### Your goal
What lines in this listing contain the string "inside"? Report each one by copying it.

### Recorded information
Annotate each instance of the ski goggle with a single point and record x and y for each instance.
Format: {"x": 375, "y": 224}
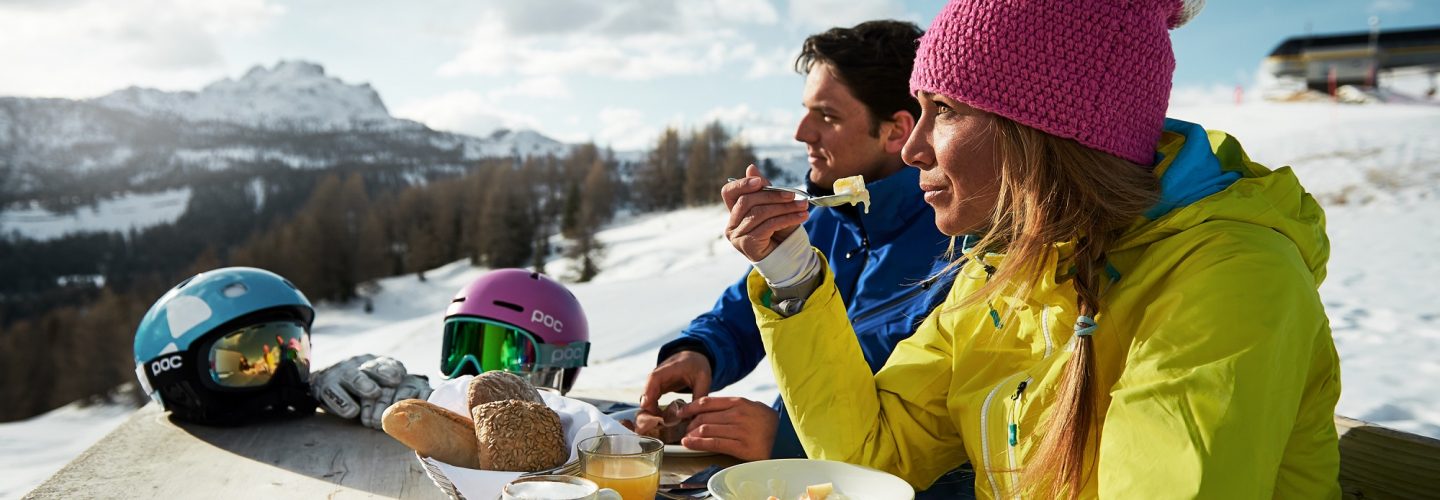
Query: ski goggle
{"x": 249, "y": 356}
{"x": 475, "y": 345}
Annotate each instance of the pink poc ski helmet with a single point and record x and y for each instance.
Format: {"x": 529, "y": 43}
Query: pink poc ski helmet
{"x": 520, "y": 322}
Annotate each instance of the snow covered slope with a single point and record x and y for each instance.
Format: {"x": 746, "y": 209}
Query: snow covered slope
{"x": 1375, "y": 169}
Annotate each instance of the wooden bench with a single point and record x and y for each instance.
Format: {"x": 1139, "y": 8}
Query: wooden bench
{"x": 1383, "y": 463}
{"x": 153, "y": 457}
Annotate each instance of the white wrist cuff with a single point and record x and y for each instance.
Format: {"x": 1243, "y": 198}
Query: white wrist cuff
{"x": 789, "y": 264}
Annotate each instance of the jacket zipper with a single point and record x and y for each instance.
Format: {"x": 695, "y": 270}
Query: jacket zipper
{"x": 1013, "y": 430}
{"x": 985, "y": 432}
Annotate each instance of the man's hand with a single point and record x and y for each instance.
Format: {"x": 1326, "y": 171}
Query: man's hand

* * *

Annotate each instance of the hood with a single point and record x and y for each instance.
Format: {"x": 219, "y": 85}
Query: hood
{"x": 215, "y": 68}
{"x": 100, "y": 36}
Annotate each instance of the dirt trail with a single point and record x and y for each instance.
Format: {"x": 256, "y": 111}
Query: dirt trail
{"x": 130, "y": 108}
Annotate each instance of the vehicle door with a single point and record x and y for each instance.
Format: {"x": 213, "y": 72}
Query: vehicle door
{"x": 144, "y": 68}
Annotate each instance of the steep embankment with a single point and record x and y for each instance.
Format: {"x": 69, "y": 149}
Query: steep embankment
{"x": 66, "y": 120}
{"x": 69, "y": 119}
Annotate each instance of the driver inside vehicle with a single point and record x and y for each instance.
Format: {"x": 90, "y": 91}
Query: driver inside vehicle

==

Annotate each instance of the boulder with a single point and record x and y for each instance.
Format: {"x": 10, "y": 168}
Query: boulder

### Reply to the task
Annotate each instance of the driver inside vehicle with a single point and record x and y for each instance.
Query: driver inside vehicle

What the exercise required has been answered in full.